WHAT TO DO - The full listing below is to be written out exactly.

DATA SHOWN -
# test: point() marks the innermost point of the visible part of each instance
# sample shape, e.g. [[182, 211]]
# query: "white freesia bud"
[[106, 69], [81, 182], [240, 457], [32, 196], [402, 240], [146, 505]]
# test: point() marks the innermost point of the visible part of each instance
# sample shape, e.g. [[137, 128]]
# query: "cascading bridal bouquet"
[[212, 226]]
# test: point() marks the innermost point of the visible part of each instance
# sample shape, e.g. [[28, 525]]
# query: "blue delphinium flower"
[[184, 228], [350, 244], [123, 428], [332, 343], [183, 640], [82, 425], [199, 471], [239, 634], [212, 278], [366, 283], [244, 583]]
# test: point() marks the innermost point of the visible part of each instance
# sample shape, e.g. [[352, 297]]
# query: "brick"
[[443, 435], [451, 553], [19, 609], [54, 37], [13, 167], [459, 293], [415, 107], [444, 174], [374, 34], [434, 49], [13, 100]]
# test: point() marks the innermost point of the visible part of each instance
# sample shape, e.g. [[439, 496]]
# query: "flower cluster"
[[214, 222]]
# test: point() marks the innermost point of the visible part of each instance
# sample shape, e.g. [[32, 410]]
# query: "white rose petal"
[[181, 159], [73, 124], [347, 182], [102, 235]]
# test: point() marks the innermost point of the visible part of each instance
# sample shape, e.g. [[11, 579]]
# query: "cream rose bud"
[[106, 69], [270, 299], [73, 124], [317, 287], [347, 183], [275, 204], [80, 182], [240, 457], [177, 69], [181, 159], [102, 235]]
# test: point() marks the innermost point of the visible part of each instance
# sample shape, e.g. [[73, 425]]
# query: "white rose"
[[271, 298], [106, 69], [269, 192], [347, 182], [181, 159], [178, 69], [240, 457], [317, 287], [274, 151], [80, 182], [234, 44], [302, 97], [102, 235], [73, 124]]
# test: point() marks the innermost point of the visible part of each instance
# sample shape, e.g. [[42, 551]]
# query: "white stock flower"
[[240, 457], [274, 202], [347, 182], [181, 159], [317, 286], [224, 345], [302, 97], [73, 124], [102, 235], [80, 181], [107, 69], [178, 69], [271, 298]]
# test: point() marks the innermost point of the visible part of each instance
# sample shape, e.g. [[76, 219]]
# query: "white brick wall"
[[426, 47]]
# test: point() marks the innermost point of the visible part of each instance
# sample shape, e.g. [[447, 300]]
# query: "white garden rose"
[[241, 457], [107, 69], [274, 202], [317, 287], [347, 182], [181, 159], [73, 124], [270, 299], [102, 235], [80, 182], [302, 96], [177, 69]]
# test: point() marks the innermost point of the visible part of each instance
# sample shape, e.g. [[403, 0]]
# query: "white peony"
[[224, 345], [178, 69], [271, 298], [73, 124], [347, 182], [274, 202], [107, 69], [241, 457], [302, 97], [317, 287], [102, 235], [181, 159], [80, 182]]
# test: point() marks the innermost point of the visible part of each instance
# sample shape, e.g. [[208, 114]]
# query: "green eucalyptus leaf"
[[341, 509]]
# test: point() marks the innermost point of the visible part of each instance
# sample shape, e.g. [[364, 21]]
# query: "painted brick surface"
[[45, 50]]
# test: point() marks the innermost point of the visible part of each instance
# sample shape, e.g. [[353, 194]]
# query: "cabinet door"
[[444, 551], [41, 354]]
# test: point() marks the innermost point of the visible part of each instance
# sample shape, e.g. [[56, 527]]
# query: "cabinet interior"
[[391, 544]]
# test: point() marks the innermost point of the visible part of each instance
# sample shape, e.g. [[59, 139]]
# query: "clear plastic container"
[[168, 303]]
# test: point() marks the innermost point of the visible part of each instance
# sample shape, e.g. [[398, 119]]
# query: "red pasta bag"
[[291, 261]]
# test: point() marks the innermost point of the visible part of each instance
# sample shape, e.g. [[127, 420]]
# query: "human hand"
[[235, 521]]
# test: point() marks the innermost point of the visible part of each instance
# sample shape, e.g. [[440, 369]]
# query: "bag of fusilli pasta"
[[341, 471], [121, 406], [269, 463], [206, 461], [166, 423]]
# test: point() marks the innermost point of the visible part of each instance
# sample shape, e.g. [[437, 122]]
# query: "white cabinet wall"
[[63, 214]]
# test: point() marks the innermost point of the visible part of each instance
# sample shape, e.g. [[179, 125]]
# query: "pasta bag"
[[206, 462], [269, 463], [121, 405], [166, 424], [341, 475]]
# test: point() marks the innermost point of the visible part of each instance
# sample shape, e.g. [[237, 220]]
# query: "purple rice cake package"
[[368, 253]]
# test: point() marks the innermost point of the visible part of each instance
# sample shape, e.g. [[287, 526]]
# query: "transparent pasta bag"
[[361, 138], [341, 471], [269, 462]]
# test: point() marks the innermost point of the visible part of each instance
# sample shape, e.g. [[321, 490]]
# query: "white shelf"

ANSWER BOX -
# test: point() marks the innermost point of the visible part of each instance
# sample shape, e.g. [[182, 211]]
# query: "white freesia bud"
[[106, 69], [81, 182], [240, 457], [32, 196], [402, 240], [146, 505]]
# test: point() marks the innermost point of the visible part of each instance
# sample shape, e.g. [[137, 128]]
# query: "cascading bridal bouquet"
[[212, 226]]
# test: point() marks the innermost point of the visible part of each instance
# sample shape, e.g. [[28, 525]]
# query: "blue delphinium flower"
[[184, 228], [350, 244], [123, 428], [332, 343], [183, 640], [82, 425], [199, 471], [239, 634], [212, 278], [366, 283], [244, 583]]
# test: point() marks the innermost point of the visible part of each instance
# sample shape, e.g. [[352, 297]]
# query: "brick"
[[443, 435], [451, 553], [19, 609], [54, 37], [13, 167], [459, 293], [415, 107], [444, 174], [374, 34], [434, 49], [13, 100]]
# test: point() marks the innermost point of the visible part of each instance
# sample shape, e.g. [[439, 496]]
# query: "flower cluster"
[[214, 222]]
# test: point() marks the innermost point of the visible part of each instance
# sample shape, e.g. [[32, 410]]
# query: "white rose petal"
[[181, 159], [73, 124], [347, 182], [102, 235]]
# test: point() marks the innermost point of the visible part of each instance
# sample shape, e.g. [[11, 579]]
# query: "cream rose bud"
[[106, 69], [270, 299], [73, 124], [317, 287], [347, 183], [275, 204], [80, 182], [240, 457], [177, 69], [181, 159], [102, 235]]
# test: point() marks the innermost point of the visible part of each instance
# sample shape, e.g. [[73, 425]]
# query: "white rose"
[[271, 298], [106, 69], [269, 192], [347, 182], [181, 159], [178, 69], [240, 457], [317, 287], [274, 151], [80, 182], [234, 44], [302, 97], [102, 235], [73, 124]]
# test: point() marks the innermost point of the visible part of each instance
# sample shape, e.g. [[42, 551]]
# query: "white stock flower"
[[240, 457], [274, 202], [347, 182], [181, 159], [317, 286], [224, 345], [302, 97], [73, 124], [102, 235], [80, 181], [107, 69], [178, 69], [271, 298]]
# test: point() marks the innermost point of the visible part of each instance
# sample shape, e.g. [[76, 219]]
# query: "white brick wall"
[[426, 47]]
# test: point() marks the innermost point of the visible part of each instance
# sample shape, e.g. [[447, 300]]
# query: "white garden rose"
[[241, 457], [107, 69], [274, 202], [317, 287], [347, 182], [181, 159], [73, 124], [270, 299], [102, 235], [80, 182], [302, 96], [177, 69]]
# test: point() marks the innermost point of the visible part of each instance
# sample shape, e.g. [[403, 0]]
# query: "white peony"
[[224, 345], [178, 69], [271, 298], [73, 124], [347, 182], [274, 202], [107, 69], [241, 457], [302, 97], [317, 287], [102, 235], [181, 159], [80, 182]]
# test: point() marks the innermost point of the visible part of each instance
# sample shape, e.g. [[208, 114]]
# query: "green eucalyptus leaf"
[[341, 509]]
# test: point() marks the innermost point of the visible part of each instance
# sample shape, e.g. [[364, 21]]
# query: "painted brick surface"
[[45, 50]]
# test: point() marks the innermost point of the visible part of each instance
# sample shape, e.g. [[353, 194]]
# query: "cabinet door"
[[444, 551], [41, 354]]
# test: point() marks the innermost point of the visible part of each instance
# sample shape, e.g. [[56, 527]]
# query: "cabinet interior"
[[391, 544]]
# test: point() marks the innermost point of the visible part of each instance
# sample shape, e.g. [[59, 139]]
# query: "clear plastic container"
[[168, 303]]
# test: point() marks the innermost point of the visible part of each instance
# sample shape, e.g. [[398, 119]]
# query: "red pasta bag"
[[291, 261]]
# test: point() marks the innermost point of the visible part of each instance
# sample shape, e.g. [[127, 420]]
# query: "human hand"
[[235, 521]]
# test: point() marks the innermost point of the visible part of each instance
# sample shape, e.g. [[440, 369]]
# query: "bag of fusilli pasta"
[[341, 471], [121, 406], [269, 463], [206, 461], [166, 423]]
# test: point() marks the innermost point of the visible part of each instance
# sample shape, e.g. [[437, 122]]
# query: "white cabinet wall"
[[63, 214]]
# test: point() marks the innermost point of the visible part of each instance
# sample shape, e.g. [[179, 125]]
# query: "pasta bag"
[[206, 462], [269, 463], [121, 405], [166, 424], [341, 475]]
# test: point() marks the innermost point of the visible part of each instance
# sample shape, e.g. [[237, 220]]
# query: "purple rice cake package"
[[368, 253]]
# test: point() marks the innermost point of the visible part of each instance
# sample shape, e.g. [[287, 526]]
# query: "transparent pasta bag"
[[361, 138], [341, 471], [269, 462]]
# test: point() marks the innermost point of the visible part of each instance
# sample shape, e.g. [[321, 490]]
# query: "white shelf"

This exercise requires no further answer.